▶ [WORK TO DO] Echo the listing below verbatim, every line and character unchanged.

▶ [EXTRACTED MATERIAL]
□ □ □ □ □ □ □

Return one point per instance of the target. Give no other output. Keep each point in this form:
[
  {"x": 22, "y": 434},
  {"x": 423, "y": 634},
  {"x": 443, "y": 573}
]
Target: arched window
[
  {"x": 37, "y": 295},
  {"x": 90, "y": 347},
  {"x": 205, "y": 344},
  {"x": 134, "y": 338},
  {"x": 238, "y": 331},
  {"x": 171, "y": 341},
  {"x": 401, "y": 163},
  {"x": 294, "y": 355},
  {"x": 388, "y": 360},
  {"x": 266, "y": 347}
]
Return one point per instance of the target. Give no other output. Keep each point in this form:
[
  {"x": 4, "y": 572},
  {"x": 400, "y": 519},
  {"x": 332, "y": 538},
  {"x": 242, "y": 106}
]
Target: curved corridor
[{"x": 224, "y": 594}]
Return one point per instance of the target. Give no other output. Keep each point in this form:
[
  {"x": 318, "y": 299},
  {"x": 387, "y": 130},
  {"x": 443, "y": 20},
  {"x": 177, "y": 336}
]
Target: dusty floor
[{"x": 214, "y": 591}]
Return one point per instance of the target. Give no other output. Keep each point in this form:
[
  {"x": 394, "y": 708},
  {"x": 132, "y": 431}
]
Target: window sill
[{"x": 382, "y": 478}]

□ □ □ □ □ □ □

▶ [ANSWER TO THIS EXERCISE]
Return one point per instance of the target. Give no other output. Keep each point in this form:
[
  {"x": 22, "y": 434},
  {"x": 423, "y": 634},
  {"x": 443, "y": 573}
]
Target: arched window
[
  {"x": 37, "y": 295},
  {"x": 90, "y": 347},
  {"x": 205, "y": 344},
  {"x": 134, "y": 338},
  {"x": 238, "y": 331},
  {"x": 171, "y": 341},
  {"x": 401, "y": 163},
  {"x": 294, "y": 355},
  {"x": 388, "y": 360},
  {"x": 266, "y": 347}
]
Return one point per instance of the target. Give no other output. Keep each point in this form:
[
  {"x": 4, "y": 572},
  {"x": 400, "y": 519},
  {"x": 332, "y": 538},
  {"x": 242, "y": 106}
]
Target: curved corridor
[{"x": 224, "y": 594}]
Return one point per instance of the target. Give no other output. Keep each point in this form:
[
  {"x": 318, "y": 299},
  {"x": 387, "y": 130},
  {"x": 443, "y": 20},
  {"x": 177, "y": 336}
]
Target: dusty floor
[{"x": 214, "y": 591}]
Return one point per instance of the target. Give no other output. Keep each point in this form:
[
  {"x": 394, "y": 708},
  {"x": 132, "y": 431}
]
Target: window sill
[{"x": 382, "y": 478}]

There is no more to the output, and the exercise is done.